Your objective: In the stretch from the line containing "outline --target=black suit" through the line containing "MULTIPOLYGON (((51 29, 48", swap "jacket" for "blazer" and give back only those lines, with everything else unchanged.

Dataset records:
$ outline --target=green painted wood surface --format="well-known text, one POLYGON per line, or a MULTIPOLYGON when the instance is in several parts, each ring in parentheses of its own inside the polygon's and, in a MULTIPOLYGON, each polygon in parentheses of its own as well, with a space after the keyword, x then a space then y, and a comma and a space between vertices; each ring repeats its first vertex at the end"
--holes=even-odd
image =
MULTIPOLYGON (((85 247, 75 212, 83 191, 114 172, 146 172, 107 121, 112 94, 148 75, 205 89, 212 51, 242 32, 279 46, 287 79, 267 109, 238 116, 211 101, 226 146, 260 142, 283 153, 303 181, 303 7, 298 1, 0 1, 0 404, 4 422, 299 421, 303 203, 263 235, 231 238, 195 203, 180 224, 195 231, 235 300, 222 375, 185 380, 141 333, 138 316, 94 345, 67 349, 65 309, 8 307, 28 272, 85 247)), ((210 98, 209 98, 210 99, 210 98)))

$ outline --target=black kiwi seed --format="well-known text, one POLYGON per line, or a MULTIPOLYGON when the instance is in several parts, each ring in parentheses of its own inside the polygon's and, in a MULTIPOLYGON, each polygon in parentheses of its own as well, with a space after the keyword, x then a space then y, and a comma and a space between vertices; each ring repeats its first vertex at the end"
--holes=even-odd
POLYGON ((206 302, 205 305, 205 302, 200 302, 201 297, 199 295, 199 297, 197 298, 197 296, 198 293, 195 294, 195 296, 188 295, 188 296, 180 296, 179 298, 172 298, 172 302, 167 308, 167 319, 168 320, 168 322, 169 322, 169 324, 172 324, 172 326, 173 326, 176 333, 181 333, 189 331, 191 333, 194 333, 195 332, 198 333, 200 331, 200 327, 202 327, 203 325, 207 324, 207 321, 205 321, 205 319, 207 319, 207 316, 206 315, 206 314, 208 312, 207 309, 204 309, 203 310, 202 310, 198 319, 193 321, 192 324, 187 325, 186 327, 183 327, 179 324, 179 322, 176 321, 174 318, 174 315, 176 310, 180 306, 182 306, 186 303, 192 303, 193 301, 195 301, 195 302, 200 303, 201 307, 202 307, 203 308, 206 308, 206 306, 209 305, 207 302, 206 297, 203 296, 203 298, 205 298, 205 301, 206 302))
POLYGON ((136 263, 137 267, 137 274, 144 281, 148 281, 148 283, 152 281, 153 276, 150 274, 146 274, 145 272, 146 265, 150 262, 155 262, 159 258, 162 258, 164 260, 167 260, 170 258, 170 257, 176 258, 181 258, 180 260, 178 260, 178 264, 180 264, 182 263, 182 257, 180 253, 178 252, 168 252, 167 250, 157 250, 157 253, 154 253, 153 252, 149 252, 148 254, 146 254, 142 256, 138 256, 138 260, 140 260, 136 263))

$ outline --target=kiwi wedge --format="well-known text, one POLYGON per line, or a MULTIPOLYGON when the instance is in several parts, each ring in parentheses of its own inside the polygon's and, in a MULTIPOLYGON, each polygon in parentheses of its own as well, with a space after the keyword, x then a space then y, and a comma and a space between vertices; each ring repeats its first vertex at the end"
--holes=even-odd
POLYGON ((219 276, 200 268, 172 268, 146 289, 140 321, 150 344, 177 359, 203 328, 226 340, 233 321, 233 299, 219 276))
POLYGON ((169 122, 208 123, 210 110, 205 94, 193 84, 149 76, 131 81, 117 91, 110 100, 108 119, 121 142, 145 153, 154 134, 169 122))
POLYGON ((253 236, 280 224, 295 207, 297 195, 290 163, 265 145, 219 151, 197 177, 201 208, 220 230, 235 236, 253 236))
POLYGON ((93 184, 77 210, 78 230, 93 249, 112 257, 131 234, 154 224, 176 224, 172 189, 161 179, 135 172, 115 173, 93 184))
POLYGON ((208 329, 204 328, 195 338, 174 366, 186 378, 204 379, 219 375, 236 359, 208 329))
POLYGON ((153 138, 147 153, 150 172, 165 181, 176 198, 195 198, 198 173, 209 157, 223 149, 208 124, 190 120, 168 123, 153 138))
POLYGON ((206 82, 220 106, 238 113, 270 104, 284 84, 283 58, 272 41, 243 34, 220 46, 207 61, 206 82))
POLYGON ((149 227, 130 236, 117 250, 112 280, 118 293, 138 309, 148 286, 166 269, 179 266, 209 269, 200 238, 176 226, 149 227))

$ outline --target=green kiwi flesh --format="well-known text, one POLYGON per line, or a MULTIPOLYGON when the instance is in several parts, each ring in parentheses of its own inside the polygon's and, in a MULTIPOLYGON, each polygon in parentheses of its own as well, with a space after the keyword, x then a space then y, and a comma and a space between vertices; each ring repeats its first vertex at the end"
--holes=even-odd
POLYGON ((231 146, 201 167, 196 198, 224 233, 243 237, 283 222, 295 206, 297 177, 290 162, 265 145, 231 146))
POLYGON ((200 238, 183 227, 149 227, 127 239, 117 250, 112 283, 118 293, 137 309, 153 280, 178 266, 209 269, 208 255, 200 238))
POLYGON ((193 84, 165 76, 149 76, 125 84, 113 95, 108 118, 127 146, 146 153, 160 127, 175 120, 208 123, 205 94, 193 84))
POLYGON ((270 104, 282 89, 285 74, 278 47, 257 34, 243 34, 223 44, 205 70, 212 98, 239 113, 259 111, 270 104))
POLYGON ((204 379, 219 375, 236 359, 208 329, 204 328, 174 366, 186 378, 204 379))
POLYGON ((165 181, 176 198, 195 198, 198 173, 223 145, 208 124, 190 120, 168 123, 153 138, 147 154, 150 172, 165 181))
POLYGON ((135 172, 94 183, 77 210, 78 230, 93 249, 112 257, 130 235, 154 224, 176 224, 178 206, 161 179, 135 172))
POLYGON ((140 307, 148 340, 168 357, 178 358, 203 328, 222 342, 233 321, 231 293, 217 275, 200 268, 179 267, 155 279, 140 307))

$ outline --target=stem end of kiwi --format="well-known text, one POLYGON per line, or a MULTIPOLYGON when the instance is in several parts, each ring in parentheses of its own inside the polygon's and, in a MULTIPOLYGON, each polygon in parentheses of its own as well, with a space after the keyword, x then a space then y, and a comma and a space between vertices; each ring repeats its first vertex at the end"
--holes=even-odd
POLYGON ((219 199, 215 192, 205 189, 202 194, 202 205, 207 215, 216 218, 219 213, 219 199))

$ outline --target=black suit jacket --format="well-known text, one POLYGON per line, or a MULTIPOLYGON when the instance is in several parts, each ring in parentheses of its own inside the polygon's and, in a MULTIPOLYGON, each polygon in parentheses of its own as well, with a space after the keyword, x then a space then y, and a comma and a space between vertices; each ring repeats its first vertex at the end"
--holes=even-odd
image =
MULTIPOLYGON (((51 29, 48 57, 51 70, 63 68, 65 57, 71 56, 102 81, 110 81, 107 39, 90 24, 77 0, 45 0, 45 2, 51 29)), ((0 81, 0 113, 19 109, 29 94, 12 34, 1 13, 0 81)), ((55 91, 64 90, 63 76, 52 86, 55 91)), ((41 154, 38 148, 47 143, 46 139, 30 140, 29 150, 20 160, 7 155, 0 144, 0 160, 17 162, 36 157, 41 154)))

---

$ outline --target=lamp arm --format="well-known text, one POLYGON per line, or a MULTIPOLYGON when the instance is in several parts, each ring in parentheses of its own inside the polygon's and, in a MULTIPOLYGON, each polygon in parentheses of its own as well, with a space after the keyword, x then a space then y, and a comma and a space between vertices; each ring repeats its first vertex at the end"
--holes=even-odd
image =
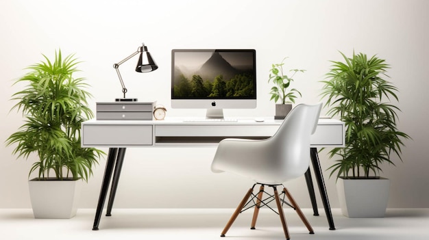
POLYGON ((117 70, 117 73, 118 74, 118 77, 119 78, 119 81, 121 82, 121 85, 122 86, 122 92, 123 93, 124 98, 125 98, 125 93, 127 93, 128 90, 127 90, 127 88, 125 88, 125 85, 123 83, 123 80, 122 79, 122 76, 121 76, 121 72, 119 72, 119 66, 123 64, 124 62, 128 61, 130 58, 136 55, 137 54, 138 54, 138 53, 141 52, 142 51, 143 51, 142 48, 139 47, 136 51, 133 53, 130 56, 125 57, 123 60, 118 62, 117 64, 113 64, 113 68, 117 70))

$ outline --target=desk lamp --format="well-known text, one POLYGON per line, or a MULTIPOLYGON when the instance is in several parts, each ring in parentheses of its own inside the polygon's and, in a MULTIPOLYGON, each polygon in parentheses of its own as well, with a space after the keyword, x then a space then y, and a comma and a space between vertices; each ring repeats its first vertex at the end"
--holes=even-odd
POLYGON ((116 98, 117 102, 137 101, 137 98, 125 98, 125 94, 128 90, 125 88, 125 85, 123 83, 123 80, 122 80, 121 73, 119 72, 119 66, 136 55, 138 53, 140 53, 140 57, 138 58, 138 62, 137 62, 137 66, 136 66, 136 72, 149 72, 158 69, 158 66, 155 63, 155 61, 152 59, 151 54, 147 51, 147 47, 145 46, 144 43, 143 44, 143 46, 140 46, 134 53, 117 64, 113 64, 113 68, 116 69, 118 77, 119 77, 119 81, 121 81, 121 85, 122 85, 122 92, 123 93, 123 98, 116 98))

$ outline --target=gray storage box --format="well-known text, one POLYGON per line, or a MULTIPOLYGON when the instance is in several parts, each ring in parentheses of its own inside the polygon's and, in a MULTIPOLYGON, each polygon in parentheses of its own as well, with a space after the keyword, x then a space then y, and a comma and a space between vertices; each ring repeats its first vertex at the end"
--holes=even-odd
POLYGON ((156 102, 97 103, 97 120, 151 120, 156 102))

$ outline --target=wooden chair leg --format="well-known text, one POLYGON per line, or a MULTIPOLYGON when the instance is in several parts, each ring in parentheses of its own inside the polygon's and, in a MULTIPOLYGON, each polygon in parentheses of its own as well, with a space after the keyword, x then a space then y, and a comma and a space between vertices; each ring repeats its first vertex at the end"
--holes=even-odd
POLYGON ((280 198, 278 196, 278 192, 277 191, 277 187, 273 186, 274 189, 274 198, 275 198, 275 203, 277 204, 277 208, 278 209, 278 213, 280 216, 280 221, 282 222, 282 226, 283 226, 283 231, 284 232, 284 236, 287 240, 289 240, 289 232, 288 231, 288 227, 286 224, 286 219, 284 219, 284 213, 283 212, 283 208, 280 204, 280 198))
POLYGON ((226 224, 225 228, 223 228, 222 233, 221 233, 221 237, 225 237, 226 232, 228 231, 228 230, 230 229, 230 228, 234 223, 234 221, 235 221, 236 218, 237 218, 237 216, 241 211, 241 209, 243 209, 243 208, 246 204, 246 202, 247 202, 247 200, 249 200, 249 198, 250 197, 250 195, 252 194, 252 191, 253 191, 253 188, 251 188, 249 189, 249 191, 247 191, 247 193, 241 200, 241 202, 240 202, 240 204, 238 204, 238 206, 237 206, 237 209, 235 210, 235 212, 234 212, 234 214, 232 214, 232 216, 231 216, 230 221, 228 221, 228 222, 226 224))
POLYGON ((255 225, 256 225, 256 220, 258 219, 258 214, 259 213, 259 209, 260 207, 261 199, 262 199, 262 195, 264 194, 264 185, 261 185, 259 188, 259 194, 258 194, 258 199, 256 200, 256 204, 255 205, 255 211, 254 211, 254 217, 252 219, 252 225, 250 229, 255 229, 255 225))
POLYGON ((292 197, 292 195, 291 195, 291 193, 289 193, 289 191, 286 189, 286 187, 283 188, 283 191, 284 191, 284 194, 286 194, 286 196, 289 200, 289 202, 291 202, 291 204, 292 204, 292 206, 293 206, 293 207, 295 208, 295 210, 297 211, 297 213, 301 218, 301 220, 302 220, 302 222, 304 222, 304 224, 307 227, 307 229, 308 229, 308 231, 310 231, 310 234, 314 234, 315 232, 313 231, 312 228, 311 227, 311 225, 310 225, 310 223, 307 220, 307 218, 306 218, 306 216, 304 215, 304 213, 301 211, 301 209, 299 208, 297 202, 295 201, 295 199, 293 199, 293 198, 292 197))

Exercise answer:
$ outline --target=black suit blazer --format="well-known text, one POLYGON per line, or a MULTIPOLYGON when the instance is in several parts, each ring in parentheses of its own inside the polygon's and, in a MULTIPOLYGON, each polygon in parentheses of its own as well, with a space after the keyword, x then a space then y, and a comma and a space between vertices; each ring repeats its first vertex at the end"
--holes=even-odd
image =
MULTIPOLYGON (((51 29, 48 57, 51 70, 63 68, 65 57, 71 56, 102 81, 110 81, 107 39, 90 24, 77 0, 45 0, 45 2, 51 29)), ((0 81, 0 113, 19 109, 29 94, 12 34, 1 13, 0 81)), ((55 91, 64 90, 63 76, 52 86, 55 91)), ((41 154, 38 148, 47 143, 46 139, 30 140, 29 150, 20 160, 7 155, 0 144, 0 160, 17 162, 36 157, 41 154)))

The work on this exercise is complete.